### WHAT THE TASK REQUIRES:
Repeat each line of the listing exactly as written.

### AVAILABLE DATA:
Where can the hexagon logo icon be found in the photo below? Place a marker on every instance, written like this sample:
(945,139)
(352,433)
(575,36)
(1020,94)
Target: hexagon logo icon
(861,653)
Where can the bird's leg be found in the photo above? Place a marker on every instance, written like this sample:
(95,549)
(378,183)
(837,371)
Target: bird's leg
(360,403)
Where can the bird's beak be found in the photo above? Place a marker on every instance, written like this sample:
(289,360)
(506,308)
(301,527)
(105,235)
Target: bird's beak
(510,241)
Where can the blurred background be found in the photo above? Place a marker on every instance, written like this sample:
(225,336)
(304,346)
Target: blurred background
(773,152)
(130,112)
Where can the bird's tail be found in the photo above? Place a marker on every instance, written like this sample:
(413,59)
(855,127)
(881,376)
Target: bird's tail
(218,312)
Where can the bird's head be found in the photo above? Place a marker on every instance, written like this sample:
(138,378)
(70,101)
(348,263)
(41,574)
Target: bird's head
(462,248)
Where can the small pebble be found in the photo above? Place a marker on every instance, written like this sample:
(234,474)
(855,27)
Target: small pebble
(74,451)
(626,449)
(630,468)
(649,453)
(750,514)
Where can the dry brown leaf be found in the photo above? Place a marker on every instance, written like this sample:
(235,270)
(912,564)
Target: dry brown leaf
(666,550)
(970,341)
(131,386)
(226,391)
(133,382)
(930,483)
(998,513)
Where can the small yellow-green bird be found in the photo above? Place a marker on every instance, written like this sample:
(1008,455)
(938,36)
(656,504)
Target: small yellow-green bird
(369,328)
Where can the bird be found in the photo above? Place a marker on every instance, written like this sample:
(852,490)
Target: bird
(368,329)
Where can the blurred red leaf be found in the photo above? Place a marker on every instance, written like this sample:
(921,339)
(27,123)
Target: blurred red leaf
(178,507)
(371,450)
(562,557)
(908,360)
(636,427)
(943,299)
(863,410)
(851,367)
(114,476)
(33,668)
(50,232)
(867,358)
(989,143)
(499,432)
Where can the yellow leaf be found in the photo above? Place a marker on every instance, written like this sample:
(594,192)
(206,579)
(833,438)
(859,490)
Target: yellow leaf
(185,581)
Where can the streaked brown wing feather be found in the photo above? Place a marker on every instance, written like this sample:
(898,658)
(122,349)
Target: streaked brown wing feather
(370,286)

### SOLUTION TO THE EXERCISE:
Where can the hexagon logo icon be found in the photo below? Place a marker on every instance, written like this sample:
(945,139)
(352,433)
(575,36)
(1020,94)
Target: hexagon logo icon
(861,653)
Where can the bird's leg be found in the photo above? Place a marker on every instance, written like this sample:
(95,549)
(378,183)
(837,371)
Target: bird's leg
(360,403)
Where can the bird's beak be found in the photo above? Place a marker on every instance, written like this sample:
(289,360)
(506,308)
(301,527)
(105,235)
Target: bird's beak
(510,241)
Where can the blurred background be found in the photo above? Place a marker on every instance, written like this sample:
(225,336)
(304,346)
Target: blurred background
(773,152)
(130,112)
Where can the bird's tail be found in the photo above? Place a marker on every instance, written like this sample:
(413,59)
(855,127)
(881,376)
Target: bird's tail
(218,312)
Where can the bird's head be found in the photo above? Place a marker on every instance, written like this sample:
(138,378)
(70,101)
(348,263)
(41,574)
Target: bird's head
(462,248)
Where can the small pebble be found in the photo above? Place a marker on every instance, written like this sample:
(234,474)
(855,27)
Target: small pebble
(74,451)
(626,449)
(630,468)
(649,453)
(750,514)
Where can the dry brown leaf be found in the photo above? Place a marker on every instance, written like this sample:
(235,270)
(912,564)
Target: dry brown leaf
(666,550)
(970,341)
(131,386)
(226,391)
(133,382)
(930,483)
(998,513)
Where can the small yellow-green bird be found in the photo above? Place a marker on every instance, written like this sample:
(1008,455)
(938,36)
(656,504)
Target: small yellow-green bird
(369,328)
Where can the bird be found in the photo above? Place a marker on every instance, written like this sample:
(852,490)
Target: bird
(368,329)
Where can the blurred red leaf be found in the photo above? Place a marker on every instance, written like this sample:
(921,339)
(27,123)
Target: blurred red leaf
(178,507)
(371,450)
(562,557)
(908,360)
(636,427)
(943,299)
(863,410)
(851,367)
(114,476)
(33,668)
(50,232)
(867,358)
(989,143)
(499,432)
Where can the yellow leaf be found in the photo above? Place a marker on every instance, written like this sample:
(594,192)
(206,579)
(833,438)
(859,490)
Target: yellow leaf
(185,581)
Where can the streaked brown wing feather be found in the photo above? Place a marker on every instance, written like this sample:
(898,658)
(122,349)
Target: streaked brown wing feather
(370,286)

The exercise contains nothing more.